** Opening Supplied records block **

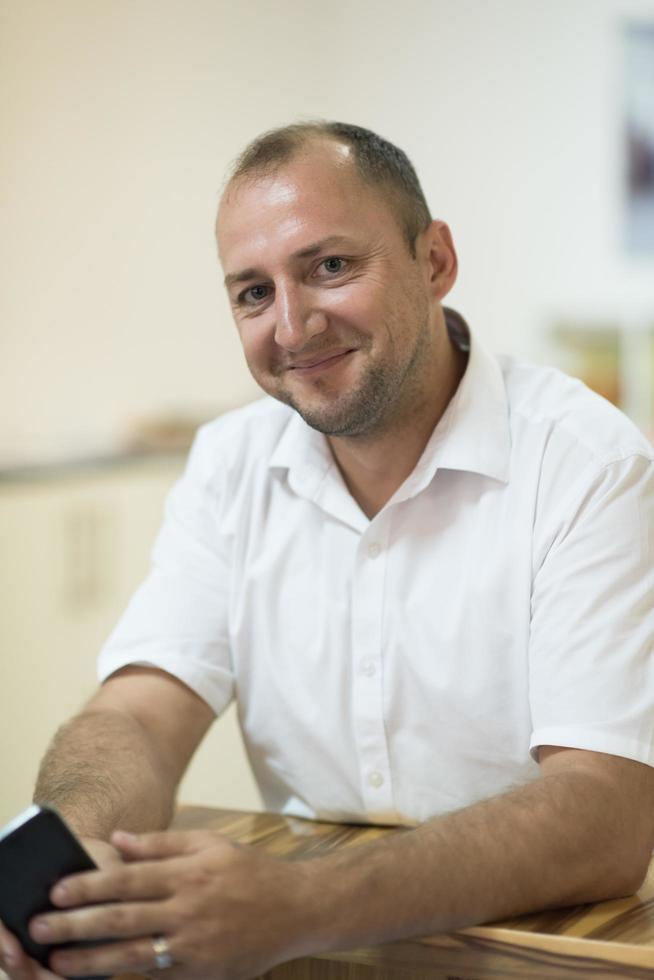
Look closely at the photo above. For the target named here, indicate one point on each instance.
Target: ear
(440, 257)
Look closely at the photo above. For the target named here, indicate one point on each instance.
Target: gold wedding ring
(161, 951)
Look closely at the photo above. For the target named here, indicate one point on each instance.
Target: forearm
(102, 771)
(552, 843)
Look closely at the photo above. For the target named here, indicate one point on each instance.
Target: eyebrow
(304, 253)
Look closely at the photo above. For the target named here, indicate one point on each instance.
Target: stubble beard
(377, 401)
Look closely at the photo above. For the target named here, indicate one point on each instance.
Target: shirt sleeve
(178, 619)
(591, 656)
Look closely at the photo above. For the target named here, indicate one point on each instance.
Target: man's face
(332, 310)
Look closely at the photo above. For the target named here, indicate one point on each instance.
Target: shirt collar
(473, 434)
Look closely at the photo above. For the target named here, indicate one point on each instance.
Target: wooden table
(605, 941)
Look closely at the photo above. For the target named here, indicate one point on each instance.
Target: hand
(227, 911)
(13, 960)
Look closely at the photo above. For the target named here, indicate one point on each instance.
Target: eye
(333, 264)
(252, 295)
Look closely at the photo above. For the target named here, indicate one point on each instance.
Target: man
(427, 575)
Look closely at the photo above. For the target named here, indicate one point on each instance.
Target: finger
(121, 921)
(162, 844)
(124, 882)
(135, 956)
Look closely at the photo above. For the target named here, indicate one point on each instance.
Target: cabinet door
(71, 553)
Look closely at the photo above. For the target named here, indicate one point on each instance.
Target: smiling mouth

** Closing Supplied records block **
** Opening Supplied records block **

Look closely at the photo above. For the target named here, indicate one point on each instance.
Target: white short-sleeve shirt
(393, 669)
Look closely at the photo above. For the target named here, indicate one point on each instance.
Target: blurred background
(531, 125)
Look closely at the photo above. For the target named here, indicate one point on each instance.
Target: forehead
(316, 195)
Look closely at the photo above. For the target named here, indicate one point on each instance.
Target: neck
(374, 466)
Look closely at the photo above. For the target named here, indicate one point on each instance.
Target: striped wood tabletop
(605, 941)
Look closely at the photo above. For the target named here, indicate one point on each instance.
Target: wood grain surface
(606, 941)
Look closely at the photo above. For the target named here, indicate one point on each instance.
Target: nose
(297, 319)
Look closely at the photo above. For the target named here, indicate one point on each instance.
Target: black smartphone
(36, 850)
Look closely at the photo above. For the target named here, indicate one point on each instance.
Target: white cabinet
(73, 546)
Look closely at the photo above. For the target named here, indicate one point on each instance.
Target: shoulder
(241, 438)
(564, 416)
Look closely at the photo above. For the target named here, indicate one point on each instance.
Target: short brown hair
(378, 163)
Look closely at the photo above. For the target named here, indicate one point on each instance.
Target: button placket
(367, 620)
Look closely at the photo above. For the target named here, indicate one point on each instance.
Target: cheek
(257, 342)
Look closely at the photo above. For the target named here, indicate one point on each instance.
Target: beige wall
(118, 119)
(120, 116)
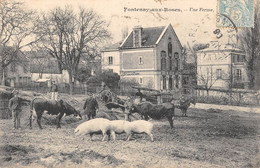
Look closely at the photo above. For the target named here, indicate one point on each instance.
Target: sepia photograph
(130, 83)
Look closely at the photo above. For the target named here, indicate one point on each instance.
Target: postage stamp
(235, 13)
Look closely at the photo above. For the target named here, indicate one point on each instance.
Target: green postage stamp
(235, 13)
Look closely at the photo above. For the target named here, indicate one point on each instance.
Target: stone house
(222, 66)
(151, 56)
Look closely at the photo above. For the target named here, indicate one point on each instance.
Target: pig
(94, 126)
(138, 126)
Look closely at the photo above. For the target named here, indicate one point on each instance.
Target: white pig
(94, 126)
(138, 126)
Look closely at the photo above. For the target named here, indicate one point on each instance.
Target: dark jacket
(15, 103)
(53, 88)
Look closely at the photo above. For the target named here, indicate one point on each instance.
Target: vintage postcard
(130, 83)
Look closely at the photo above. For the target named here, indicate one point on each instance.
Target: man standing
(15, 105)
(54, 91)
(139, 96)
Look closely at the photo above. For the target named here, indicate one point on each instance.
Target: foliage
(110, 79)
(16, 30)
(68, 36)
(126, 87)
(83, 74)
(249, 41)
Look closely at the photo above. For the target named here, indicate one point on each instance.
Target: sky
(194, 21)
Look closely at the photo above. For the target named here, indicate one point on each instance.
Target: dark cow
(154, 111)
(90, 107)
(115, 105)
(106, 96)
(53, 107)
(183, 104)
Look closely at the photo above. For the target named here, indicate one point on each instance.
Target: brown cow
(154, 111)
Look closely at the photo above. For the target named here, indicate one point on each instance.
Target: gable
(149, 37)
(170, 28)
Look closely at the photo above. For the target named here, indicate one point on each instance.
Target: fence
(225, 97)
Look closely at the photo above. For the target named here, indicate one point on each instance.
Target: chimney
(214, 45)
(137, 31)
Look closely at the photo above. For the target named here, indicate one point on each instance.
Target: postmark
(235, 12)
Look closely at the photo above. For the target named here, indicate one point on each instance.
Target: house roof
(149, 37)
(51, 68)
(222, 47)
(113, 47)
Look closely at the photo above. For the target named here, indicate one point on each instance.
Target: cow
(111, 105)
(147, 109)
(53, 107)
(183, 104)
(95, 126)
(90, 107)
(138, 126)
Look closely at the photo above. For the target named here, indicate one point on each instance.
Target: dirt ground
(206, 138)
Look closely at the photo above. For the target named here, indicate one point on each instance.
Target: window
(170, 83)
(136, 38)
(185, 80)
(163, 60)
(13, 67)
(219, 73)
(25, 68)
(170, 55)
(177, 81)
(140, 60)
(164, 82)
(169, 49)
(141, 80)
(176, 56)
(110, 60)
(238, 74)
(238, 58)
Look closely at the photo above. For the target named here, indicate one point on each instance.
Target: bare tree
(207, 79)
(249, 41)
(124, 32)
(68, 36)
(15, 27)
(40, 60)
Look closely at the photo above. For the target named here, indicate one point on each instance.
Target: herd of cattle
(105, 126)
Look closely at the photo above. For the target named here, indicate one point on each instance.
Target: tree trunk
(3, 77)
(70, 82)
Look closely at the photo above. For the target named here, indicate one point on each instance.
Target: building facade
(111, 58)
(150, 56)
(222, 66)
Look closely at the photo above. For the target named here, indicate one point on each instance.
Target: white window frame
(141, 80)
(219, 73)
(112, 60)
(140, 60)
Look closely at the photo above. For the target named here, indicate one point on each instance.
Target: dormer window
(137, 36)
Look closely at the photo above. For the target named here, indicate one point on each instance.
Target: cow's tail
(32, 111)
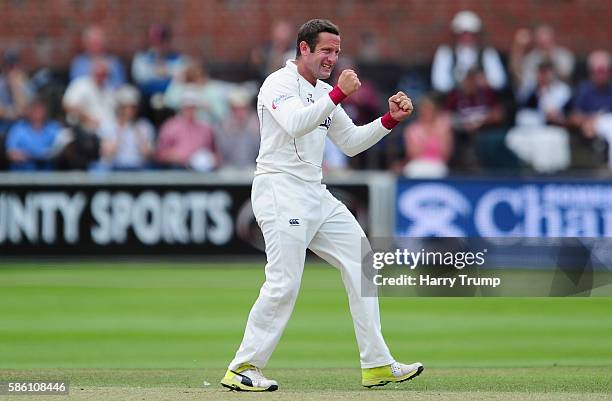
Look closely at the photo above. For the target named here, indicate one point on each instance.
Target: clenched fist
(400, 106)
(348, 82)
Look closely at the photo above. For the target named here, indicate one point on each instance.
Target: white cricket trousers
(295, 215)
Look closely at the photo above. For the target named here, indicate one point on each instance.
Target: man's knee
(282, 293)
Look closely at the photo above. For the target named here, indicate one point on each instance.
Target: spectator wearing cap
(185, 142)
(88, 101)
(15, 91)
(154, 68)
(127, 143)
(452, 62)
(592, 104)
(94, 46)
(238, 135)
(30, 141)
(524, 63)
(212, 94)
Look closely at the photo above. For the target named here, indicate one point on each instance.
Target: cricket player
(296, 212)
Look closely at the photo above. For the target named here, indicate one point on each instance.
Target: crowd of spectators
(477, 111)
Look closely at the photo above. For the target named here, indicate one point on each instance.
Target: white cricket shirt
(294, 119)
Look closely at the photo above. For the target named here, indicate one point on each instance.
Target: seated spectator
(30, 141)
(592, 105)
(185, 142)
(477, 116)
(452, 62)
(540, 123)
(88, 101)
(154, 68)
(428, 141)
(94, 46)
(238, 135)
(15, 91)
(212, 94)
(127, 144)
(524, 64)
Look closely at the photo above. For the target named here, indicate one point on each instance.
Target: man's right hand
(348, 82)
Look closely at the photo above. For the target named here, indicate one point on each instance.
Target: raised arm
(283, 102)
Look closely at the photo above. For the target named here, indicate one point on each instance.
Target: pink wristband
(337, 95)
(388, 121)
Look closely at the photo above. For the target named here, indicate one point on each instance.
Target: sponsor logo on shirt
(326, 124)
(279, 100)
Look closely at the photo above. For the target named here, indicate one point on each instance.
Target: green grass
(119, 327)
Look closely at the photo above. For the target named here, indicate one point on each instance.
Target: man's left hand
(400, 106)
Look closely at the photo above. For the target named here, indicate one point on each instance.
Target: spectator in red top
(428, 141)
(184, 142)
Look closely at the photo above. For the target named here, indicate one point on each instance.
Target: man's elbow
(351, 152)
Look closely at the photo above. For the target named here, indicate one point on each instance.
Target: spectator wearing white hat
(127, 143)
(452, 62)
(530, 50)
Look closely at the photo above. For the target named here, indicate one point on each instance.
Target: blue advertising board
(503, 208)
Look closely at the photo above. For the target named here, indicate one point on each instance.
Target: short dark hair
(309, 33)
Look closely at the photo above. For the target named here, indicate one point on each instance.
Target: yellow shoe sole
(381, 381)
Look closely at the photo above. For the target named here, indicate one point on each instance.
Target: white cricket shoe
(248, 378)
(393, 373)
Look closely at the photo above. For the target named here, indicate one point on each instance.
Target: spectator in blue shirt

** Closing Supplied records block **

» **To do**: Start with the line above that contains "Target: raised arm" and end with the line that contains "Target: spectator in blue shirt". Write out those lines exactly, and only those.

» **Response area**:
Target: raised arm
(283, 102)
Look closely at the photo above. For the target named here, indicate one point on each instance.
Target: pink wristband
(337, 95)
(388, 121)
Look closely at the photo above. For the target named here, indicate one point on each instance.
Target: sponsor logo on shirt
(326, 124)
(279, 100)
Look closely at the photo above. For the target named here, indicate one point on each instance.
Target: green grass
(119, 327)
Look closely at the photo above. For the target named here, indicate one point on each instance.
Target: man's left hand
(400, 106)
Look closely at the photo above. For the target named here, indicate one point on each instance.
Target: spectator in red top
(428, 141)
(184, 142)
Look closely at the photo above. For the target named here, indicate one point on each instance.
Target: man's elbow
(351, 152)
Look closely at the photo above. For the target named here, indicate one point on each instance.
Target: spectator wearing white hat
(127, 143)
(452, 62)
(530, 50)
Look closely at the photo above. For the target named here, indicate one point on each instance.
Target: blue advertising board
(503, 208)
Look closely at the photo above. For the target named here, indicate one point on each instance.
Target: short dark hair
(309, 33)
Look closely at the photo above. For the target named here, indicate one point on each instance.
Target: yellow shoe sole
(381, 381)
Look closely at the photo above. For the target named here, indicate one point on each instance.
Target: white cricket shoe
(248, 378)
(393, 373)
Look closely at the photo above. For the target named here, indicate one point on each instance.
Target: spectator in blue shirt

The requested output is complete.